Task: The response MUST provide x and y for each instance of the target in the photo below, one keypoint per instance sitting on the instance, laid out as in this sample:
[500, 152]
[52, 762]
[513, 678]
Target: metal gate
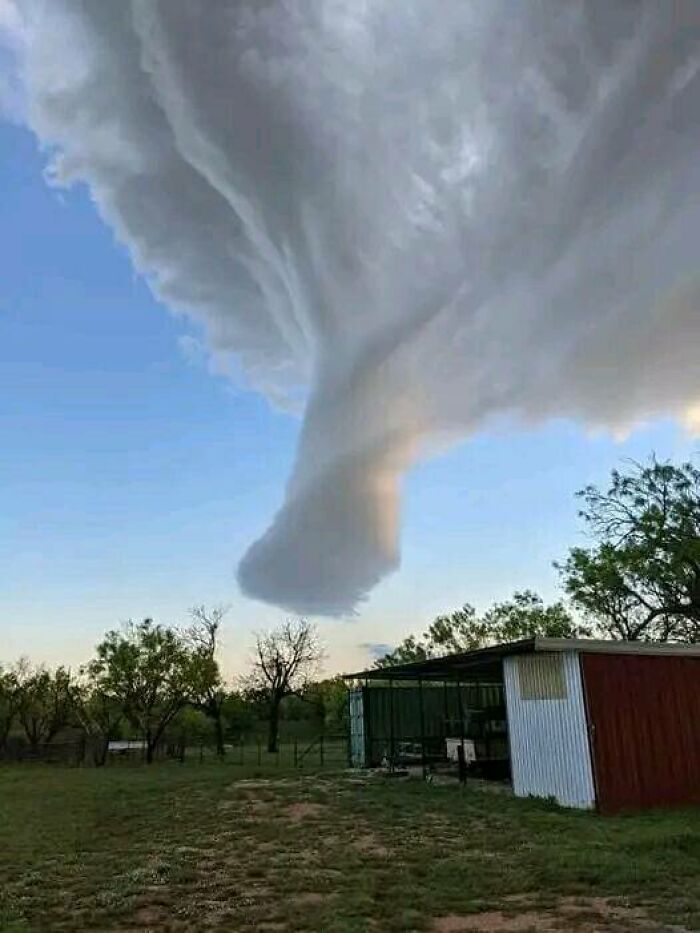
[358, 739]
[644, 719]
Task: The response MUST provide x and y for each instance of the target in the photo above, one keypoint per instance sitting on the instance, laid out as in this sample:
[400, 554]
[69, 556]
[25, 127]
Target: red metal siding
[644, 720]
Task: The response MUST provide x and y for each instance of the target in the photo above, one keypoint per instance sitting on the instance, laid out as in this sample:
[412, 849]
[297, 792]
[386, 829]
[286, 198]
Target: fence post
[422, 728]
[392, 743]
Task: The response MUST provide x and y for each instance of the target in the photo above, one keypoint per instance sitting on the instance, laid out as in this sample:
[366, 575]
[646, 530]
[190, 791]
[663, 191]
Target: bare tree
[208, 689]
[285, 660]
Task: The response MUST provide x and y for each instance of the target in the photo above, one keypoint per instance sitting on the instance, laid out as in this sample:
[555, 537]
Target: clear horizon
[143, 454]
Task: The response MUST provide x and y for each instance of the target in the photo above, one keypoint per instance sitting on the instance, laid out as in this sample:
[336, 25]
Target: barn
[609, 725]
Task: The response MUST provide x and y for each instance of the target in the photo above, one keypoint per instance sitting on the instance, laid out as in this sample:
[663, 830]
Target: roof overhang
[486, 663]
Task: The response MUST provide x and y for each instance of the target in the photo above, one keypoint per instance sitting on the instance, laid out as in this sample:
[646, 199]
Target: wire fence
[311, 753]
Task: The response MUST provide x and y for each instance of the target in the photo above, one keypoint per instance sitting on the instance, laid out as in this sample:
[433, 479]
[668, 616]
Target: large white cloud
[410, 217]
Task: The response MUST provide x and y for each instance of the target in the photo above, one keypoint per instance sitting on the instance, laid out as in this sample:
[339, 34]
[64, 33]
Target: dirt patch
[150, 918]
[369, 844]
[310, 899]
[584, 915]
[298, 812]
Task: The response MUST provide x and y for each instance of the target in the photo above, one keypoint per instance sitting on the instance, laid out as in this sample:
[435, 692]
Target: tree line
[155, 682]
[638, 580]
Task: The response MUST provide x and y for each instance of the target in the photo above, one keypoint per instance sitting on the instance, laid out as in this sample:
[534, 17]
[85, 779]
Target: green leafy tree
[9, 703]
[208, 689]
[285, 660]
[99, 714]
[238, 715]
[641, 578]
[45, 702]
[148, 670]
[523, 616]
[190, 727]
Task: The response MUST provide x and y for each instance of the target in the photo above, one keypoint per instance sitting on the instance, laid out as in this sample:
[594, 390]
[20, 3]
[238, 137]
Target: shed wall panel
[645, 718]
[549, 747]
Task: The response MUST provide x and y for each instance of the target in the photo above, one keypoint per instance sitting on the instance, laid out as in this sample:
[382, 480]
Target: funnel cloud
[402, 219]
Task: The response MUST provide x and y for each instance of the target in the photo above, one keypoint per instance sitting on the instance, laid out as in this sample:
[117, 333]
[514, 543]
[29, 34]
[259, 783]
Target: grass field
[220, 847]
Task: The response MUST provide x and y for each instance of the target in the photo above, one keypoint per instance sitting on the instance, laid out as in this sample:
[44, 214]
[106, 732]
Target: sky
[132, 478]
[319, 310]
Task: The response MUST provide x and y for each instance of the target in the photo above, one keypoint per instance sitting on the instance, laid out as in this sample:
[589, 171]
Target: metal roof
[485, 663]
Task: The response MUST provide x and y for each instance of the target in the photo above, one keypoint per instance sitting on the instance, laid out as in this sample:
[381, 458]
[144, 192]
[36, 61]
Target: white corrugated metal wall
[549, 751]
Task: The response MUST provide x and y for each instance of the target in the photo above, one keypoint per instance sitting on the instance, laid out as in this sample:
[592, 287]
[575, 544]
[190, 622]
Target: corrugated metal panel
[549, 750]
[645, 714]
[356, 709]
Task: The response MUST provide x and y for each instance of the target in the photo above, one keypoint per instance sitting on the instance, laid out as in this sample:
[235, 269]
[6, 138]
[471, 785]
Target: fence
[321, 751]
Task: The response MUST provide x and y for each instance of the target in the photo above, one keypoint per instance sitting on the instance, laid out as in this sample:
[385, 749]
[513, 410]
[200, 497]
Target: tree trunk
[102, 754]
[272, 736]
[219, 732]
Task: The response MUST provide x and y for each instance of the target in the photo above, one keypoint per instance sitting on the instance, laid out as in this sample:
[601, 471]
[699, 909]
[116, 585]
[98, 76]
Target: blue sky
[132, 479]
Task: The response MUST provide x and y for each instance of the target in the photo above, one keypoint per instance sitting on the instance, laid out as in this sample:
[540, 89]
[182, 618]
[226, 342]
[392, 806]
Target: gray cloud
[407, 223]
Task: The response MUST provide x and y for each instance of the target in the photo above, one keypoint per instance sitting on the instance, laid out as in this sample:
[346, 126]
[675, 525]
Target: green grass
[220, 847]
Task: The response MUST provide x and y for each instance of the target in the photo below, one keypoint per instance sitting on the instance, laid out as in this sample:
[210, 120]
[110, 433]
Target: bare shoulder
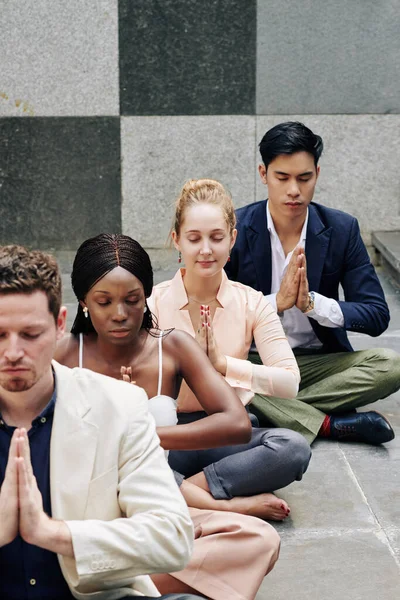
[66, 350]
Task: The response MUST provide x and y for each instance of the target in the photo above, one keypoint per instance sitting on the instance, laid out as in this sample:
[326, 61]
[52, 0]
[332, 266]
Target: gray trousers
[273, 459]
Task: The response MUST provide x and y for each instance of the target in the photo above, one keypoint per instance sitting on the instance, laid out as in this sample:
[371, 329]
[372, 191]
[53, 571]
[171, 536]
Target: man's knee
[387, 363]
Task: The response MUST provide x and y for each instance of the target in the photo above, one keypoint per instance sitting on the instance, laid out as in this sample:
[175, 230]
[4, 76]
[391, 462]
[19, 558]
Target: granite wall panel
[59, 180]
[184, 57]
[59, 58]
[160, 153]
[328, 57]
[359, 166]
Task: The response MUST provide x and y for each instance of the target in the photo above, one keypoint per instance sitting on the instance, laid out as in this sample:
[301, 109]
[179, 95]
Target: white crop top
[163, 408]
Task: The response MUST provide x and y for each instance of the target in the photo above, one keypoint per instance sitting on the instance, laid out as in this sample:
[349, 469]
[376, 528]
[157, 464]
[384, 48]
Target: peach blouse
[244, 314]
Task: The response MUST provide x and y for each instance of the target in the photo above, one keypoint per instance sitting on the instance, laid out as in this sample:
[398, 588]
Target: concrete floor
[342, 539]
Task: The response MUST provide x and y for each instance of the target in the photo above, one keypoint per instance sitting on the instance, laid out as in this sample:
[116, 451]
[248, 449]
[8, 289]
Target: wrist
[55, 536]
[310, 304]
[221, 365]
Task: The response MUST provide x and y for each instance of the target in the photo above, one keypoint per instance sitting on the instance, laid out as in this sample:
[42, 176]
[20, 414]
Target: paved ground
[343, 537]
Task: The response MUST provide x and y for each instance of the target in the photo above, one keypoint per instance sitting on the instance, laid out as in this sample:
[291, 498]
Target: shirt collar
[179, 294]
[272, 230]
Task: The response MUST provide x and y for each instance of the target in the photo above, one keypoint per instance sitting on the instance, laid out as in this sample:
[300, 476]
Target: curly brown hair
[24, 271]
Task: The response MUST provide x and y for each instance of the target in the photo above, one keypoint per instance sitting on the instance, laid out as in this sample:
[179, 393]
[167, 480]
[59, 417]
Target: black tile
[60, 180]
[187, 57]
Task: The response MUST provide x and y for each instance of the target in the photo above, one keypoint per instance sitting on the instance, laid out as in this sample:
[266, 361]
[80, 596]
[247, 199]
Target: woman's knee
[258, 537]
[293, 448]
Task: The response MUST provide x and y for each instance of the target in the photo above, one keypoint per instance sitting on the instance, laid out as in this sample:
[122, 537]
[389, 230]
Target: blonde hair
[204, 191]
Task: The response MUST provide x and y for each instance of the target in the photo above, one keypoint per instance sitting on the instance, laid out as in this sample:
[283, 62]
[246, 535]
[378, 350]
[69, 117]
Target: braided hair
[98, 256]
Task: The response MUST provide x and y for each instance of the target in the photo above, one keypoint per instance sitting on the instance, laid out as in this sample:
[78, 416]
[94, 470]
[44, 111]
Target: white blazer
[111, 483]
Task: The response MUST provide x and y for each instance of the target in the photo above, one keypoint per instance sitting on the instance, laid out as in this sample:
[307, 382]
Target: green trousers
[330, 383]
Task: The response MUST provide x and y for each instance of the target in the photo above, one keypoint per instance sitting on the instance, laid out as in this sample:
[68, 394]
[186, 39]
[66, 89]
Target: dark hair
[24, 271]
[288, 138]
[98, 256]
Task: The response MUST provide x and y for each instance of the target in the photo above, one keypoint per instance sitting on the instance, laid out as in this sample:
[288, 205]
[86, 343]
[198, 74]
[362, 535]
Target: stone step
[387, 246]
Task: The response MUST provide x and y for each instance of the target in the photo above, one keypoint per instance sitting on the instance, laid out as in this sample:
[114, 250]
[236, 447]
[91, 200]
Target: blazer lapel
[259, 243]
[72, 448]
[317, 243]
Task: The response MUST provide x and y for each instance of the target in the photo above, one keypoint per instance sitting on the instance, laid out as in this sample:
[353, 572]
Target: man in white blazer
[88, 504]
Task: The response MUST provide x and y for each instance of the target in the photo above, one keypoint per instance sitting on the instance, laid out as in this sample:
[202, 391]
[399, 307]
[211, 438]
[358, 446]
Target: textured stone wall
[107, 107]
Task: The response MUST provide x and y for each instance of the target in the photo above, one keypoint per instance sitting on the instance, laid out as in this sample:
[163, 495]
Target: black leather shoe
[370, 428]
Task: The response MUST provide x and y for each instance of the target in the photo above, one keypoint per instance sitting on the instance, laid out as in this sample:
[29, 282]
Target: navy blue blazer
[335, 255]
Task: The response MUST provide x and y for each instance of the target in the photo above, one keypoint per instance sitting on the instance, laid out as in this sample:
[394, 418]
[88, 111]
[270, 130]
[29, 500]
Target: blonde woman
[225, 317]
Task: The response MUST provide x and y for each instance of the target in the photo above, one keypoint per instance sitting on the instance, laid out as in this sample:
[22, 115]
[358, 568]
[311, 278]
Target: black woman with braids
[112, 278]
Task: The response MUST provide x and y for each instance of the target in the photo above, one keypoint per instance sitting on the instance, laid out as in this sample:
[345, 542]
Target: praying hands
[205, 337]
[21, 505]
[294, 285]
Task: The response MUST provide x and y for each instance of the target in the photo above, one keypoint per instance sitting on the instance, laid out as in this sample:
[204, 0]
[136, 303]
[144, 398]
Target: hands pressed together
[294, 285]
[21, 505]
[205, 337]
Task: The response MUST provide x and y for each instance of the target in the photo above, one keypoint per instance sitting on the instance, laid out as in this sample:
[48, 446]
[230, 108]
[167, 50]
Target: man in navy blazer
[297, 253]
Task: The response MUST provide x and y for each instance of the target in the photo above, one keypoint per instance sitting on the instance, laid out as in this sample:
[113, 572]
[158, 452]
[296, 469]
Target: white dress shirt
[326, 311]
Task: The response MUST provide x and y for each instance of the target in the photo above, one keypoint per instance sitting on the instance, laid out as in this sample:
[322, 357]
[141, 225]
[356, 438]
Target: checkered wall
[107, 107]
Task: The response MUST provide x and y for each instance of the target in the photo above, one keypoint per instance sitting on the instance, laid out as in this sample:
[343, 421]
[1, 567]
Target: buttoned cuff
[239, 372]
[271, 298]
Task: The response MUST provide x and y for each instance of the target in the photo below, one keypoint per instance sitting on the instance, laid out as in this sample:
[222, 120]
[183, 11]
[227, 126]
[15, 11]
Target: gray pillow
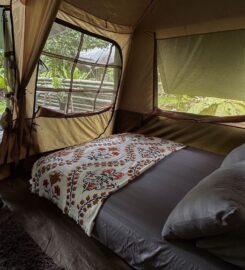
[236, 155]
[229, 247]
[214, 207]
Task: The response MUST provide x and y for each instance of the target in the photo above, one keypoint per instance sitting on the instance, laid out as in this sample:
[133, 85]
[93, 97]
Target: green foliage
[2, 106]
[201, 105]
[65, 42]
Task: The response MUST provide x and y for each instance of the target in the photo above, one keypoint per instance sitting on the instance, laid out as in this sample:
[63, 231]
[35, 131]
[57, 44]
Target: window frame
[235, 120]
[45, 111]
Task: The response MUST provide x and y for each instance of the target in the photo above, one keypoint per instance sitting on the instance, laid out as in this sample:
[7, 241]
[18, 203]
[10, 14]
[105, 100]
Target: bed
[130, 221]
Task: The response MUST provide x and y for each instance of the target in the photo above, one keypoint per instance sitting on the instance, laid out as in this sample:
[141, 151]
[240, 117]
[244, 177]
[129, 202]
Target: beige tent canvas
[73, 71]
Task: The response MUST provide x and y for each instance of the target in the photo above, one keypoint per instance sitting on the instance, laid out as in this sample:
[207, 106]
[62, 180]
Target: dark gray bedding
[131, 221]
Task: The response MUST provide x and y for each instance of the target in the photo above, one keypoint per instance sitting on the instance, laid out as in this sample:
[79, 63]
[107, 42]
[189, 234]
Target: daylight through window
[203, 74]
[78, 72]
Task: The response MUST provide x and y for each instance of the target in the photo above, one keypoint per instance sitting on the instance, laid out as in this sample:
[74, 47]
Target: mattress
[131, 221]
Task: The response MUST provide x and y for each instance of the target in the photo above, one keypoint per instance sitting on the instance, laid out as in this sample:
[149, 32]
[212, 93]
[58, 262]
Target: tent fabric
[5, 2]
[122, 12]
[37, 19]
[220, 139]
[134, 26]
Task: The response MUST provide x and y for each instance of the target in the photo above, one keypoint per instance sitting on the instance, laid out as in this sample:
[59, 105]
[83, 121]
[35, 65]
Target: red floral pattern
[80, 178]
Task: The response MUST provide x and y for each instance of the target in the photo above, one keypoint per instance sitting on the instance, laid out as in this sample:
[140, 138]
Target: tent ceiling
[164, 13]
[124, 12]
[174, 13]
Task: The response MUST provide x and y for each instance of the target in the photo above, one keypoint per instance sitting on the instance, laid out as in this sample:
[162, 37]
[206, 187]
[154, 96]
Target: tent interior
[125, 85]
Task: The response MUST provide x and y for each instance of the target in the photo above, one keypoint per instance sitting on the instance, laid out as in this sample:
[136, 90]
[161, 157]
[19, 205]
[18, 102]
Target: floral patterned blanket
[79, 179]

-.-.-

Problem
Copy out every line of the records above that contains the word "tent", treating uppercase and lowercase letters as different.

Right answer
Target: beige tent canvas
Target: tent fabric
Target: tent ceiling
Target: tent interior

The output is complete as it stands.